··· Text excerpt
Cloud Computing 24 min read

How Polar‑TCP Breaks Kernel Network Bottlenecks for Million‑IOPS Cloud Services

This article explains how traditional kernel network stacks struggle with modern cloud data‑center workloads and introduces Baidu Intelligent Cloud's Polar solution—Polar‑TCP and Polar‑RDMA—which combine user‑space DPDK drivers, a lightweight TCP stack, and an industrial‑grade RPC framework to achieve near‑RDMA performance while preserving ecosystem compatibility.

Baidu Intelligent Cloud Tech Hub
Baidu Intelligent Cloud Tech Hub
Baidu Intelligent Cloud Tech Hub
How Polar‑TCP Breaks Kernel Network Bottlenecks for Million‑IOPS Cloud Services

Traditional kernel network stacks were designed for generality, compatibility, and isolation, exposing BSD sockets to user space and isolating resources via system calls and memory separation. While this design ensured broad compatibility, it now creates severe performance bottlenecks in cloud data‑centers that demand high concurrency, bandwidth, and low latency.

Frequent system calls, context switches, multiple data copies, lock contention, and cache invalidation dramatically increase latency. The stack’s universal design also hinders deep optimization for specific high‑performance workloads such as distributed storage and databases.
······
## What is expected
Return the part of the Polar‑TCP article that opens with the words containing "Cloud Computing 24" and closes with "preserving ecosystem compatibility.". Use only the article above.
··· Listing
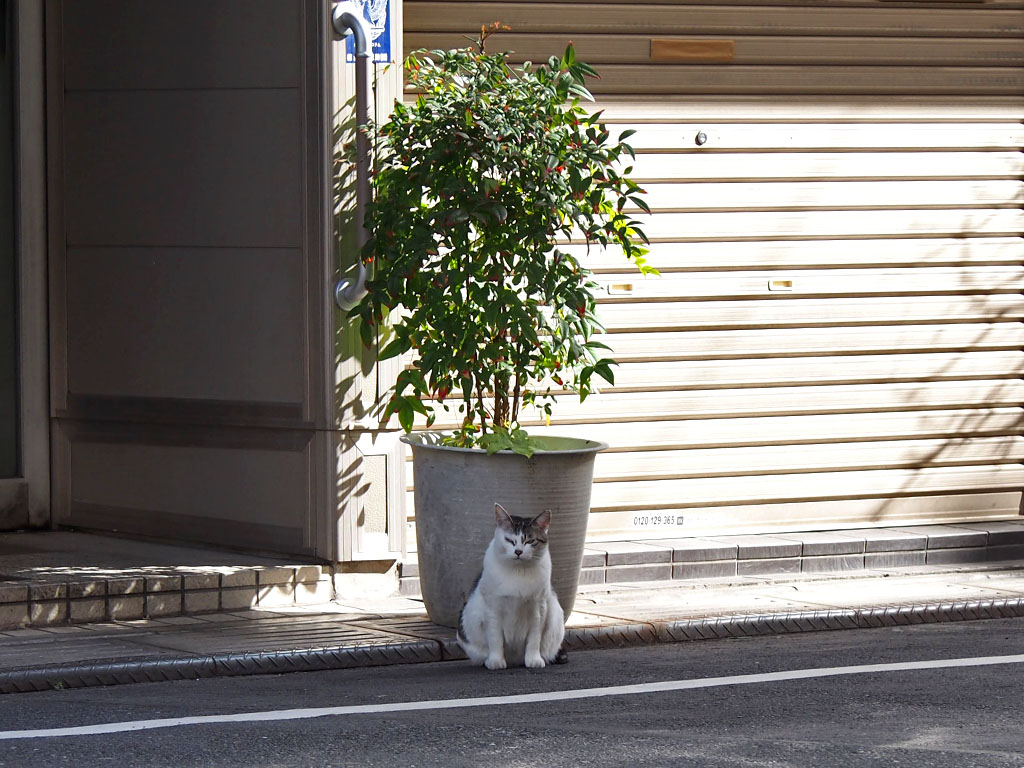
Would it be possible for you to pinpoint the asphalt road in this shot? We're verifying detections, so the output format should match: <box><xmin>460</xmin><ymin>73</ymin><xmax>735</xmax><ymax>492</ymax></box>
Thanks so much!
<box><xmin>0</xmin><ymin>620</ymin><xmax>1024</xmax><ymax>768</ymax></box>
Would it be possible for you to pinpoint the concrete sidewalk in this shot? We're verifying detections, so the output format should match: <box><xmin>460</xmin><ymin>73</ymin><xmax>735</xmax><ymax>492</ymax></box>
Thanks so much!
<box><xmin>0</xmin><ymin>560</ymin><xmax>1024</xmax><ymax>692</ymax></box>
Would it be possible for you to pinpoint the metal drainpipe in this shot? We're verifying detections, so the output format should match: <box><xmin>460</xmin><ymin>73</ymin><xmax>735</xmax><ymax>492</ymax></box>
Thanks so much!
<box><xmin>331</xmin><ymin>2</ymin><xmax>373</xmax><ymax>309</ymax></box>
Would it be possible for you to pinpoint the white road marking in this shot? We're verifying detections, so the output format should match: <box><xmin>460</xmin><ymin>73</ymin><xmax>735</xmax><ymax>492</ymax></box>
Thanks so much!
<box><xmin>0</xmin><ymin>654</ymin><xmax>1024</xmax><ymax>741</ymax></box>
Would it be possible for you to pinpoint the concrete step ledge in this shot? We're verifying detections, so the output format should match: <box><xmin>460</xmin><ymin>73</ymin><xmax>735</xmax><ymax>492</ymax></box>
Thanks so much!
<box><xmin>0</xmin><ymin>565</ymin><xmax>335</xmax><ymax>631</ymax></box>
<box><xmin>398</xmin><ymin>520</ymin><xmax>1024</xmax><ymax>597</ymax></box>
······
## Complete answer
Cloud Computing 24 min read

How Polar‑TCP Breaks Kernel Network Bottlenecks for Million‑IOPS Cloud Services

This article explains how traditional kernel network stacks struggle with modern cloud data‑center workloads and introduces Baidu Intelligent Cloud's Polar solution—Polar‑TCP and Polar‑RDMA—which combine user‑space DPDK drivers, a lightweight TCP stack, and an industrial‑grade RPC framework to achieve near‑RDMA performance while preserving ecosystem compatibility.